*Your goal*. Gather every line below that contains the string "clicks" and copy each one in full.

Collected data entries
"""

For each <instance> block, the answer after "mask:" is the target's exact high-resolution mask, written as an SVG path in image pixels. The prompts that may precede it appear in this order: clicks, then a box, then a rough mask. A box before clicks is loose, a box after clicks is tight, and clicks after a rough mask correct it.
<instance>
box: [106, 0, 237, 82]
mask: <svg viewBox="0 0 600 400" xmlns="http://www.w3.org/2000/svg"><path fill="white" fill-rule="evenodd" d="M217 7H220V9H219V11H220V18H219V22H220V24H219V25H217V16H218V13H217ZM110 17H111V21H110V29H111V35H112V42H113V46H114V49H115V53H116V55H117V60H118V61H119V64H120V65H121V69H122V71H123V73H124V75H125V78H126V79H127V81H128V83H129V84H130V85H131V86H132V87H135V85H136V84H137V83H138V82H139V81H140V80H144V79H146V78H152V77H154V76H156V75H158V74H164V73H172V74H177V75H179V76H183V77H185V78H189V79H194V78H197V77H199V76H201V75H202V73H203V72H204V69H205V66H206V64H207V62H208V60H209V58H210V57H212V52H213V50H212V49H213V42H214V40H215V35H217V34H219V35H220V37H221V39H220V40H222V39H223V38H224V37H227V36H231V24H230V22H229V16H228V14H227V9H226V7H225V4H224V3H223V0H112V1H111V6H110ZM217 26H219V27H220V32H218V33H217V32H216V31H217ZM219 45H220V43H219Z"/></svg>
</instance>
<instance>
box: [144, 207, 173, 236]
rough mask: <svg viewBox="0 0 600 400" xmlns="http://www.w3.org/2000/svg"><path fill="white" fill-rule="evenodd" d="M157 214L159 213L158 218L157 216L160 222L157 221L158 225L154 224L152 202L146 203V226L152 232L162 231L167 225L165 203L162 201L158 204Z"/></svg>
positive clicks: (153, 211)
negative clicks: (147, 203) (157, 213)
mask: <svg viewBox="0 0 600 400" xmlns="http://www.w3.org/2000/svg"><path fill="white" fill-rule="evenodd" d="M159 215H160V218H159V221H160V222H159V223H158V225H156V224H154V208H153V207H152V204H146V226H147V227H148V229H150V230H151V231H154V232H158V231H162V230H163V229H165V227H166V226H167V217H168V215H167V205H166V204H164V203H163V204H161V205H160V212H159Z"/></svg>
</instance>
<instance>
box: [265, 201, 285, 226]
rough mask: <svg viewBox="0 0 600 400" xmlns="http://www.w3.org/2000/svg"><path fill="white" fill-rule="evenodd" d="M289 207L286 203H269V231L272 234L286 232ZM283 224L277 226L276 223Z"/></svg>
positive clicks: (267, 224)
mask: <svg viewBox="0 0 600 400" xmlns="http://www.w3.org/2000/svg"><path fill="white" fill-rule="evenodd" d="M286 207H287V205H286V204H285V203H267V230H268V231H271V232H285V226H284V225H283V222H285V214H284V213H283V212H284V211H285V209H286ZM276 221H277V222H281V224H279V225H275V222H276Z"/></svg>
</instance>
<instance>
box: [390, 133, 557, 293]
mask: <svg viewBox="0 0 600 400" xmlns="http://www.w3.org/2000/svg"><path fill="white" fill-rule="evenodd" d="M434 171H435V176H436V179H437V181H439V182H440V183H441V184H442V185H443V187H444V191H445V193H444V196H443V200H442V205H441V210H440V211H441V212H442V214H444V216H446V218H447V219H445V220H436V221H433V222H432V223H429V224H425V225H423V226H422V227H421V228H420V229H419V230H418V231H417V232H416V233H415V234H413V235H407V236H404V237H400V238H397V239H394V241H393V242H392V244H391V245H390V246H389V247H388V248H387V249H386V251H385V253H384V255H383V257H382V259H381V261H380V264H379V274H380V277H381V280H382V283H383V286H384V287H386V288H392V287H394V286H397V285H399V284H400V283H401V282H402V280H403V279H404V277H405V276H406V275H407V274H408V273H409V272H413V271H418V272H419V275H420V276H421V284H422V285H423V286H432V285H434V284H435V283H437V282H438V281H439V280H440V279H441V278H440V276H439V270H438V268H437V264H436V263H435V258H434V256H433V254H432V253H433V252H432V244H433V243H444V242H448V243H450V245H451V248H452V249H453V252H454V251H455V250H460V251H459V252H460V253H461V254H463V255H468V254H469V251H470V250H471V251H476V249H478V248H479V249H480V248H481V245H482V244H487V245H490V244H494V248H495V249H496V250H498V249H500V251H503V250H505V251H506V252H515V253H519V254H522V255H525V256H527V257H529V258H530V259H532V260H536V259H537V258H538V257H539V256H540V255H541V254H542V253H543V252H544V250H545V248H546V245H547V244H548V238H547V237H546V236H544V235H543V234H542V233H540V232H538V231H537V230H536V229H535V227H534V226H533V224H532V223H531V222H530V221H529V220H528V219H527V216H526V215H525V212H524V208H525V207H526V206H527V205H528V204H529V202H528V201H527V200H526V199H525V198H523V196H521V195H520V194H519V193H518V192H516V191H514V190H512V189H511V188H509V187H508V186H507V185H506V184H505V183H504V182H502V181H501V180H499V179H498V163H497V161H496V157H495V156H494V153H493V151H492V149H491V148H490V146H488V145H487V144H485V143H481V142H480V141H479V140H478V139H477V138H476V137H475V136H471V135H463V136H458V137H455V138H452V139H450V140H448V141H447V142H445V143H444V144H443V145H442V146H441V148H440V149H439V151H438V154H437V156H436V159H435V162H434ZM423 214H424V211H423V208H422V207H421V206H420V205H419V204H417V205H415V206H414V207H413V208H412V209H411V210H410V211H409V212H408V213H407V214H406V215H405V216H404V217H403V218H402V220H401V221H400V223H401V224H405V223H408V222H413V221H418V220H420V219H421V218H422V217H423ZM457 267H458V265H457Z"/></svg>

"""

*Answer to the exercise*.
For each <instance> block, the answer after "mask:" is the target's exact high-resolution mask, written as an SVG path in image pixels. The prompts that may precede it appear in this order: clicks, then a box, then a rough mask. A box before clicks is loose, a box after clicks is tight, and clicks after a rough mask correct it.
positive clicks: (153, 211)
negative clicks: (147, 203) (157, 213)
positive clicks: (267, 224)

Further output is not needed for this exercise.